━━ GIVEN DATA ━━

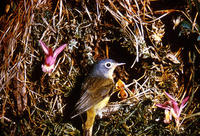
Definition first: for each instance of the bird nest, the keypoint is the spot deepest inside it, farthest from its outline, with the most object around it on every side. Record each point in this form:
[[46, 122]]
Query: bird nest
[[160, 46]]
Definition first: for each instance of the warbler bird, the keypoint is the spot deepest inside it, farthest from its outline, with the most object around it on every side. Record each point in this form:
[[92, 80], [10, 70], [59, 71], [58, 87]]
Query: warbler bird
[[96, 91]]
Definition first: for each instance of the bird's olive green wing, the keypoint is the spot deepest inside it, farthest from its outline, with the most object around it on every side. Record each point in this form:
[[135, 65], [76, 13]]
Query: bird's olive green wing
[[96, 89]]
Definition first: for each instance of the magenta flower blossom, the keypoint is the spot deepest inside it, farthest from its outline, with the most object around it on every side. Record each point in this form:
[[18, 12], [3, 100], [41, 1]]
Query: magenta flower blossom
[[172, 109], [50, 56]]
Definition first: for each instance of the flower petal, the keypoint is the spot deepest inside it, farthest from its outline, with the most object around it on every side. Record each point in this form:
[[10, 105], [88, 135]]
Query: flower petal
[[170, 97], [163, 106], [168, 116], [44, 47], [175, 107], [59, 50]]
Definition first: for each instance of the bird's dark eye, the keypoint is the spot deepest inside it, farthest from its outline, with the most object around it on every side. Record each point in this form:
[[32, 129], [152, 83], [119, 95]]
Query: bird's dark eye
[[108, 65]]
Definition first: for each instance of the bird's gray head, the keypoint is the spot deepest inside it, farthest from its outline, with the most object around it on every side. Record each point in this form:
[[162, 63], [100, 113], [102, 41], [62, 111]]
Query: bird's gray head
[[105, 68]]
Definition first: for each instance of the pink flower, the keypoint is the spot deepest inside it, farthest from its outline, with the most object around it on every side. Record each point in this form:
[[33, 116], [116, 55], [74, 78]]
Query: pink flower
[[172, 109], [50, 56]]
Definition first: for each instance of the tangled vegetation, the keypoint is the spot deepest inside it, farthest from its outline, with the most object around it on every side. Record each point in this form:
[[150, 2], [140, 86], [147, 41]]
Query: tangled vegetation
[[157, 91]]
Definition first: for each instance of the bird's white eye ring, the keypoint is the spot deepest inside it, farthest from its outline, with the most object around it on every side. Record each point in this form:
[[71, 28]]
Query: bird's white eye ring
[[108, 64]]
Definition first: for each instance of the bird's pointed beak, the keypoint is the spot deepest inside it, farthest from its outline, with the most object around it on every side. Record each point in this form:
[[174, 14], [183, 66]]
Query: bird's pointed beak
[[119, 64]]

━━━

**WHAT TO DO:** Using the data above, write out every line exactly, leaving the images behind.

**REPLY:**
Definition first: for each instance of the bird nest, the keypoint is the spot deepest inside it, farthest from its outline, with the most object around it on every side. Record each point in this form:
[[46, 122]]
Query: bird nest
[[160, 46]]
Definition first: for each instance of the warbler bird, the keypoint is the spot deepest inside it, farthest from its outline, with the most object around it on every side. Record each point in this form:
[[92, 80], [10, 70], [59, 71], [58, 87]]
Query: warbler bird
[[96, 91]]
Definition first: for each instance of the bird's olive green wing, the keypoint is the spot deepest inside it, farthest from its outline, with the most object around it on every side. Record each point in this form:
[[135, 65], [76, 13]]
Query: bird's olive green wing
[[96, 89]]
Definition first: for each instance of the magenta flower blossom, the keypoint is the spot deepest inside it, farthest from its outline, with the most object around it on every side. Record each point in this form:
[[18, 12], [3, 100], [41, 1]]
Query: magenta flower blossom
[[172, 109], [50, 56]]
Definition first: for each instance of the flower petal, the keypoint is the spot deepest inside it, farthest from its outline, with the most object around it on every side. Record each point in this form:
[[10, 105], [88, 135]]
Query: flower petal
[[170, 97], [163, 106], [168, 116], [44, 47], [175, 107], [59, 50]]
Definition first: for each instance of the bird's dark eye, the keypoint is the spot deepest inside it, farthest from its outline, with the most object around it on every side. Record each point in this form:
[[32, 129], [152, 83], [119, 95]]
Query: bird's dark eye
[[108, 65]]
Definition first: for each instance of the bird's gray head, the keypoint is the spot deepest inside it, farthest from its outline, with the most object around it on every side. Record each point in this form:
[[162, 63], [100, 113], [102, 41], [62, 111]]
Query: bird's gray head
[[105, 68]]
Definition first: for each instance of the pink flower, the keypoint is the spot deepest inside it, farthest from its outline, with the most object around it on every side. Record each point in this form:
[[33, 116], [116, 55], [74, 78]]
Query: pink flower
[[172, 109], [50, 56]]
Definition first: for each instance of the tangled vegetation, the keypoint is the spot deepest inside it, farthest from its outline, with the most object around it on every side. Record each point in this form:
[[150, 2], [140, 86], [147, 41]]
Query: tangled vegetation
[[157, 91]]
Definition first: for each instance of the bird's white eye ring, the keypoint is the spot deepest inside it, farthest from its outline, with the most object around it on every side. Record each point in this form:
[[71, 28]]
Query: bird's white eye ring
[[108, 64]]
Definition first: for each instance of the bird's pointed beak, the keypoint is the spot deepest inside it, farthest from its outline, with the most object around it on every side. Record each point in this form:
[[174, 14], [183, 66]]
Query: bird's pointed beak
[[119, 64]]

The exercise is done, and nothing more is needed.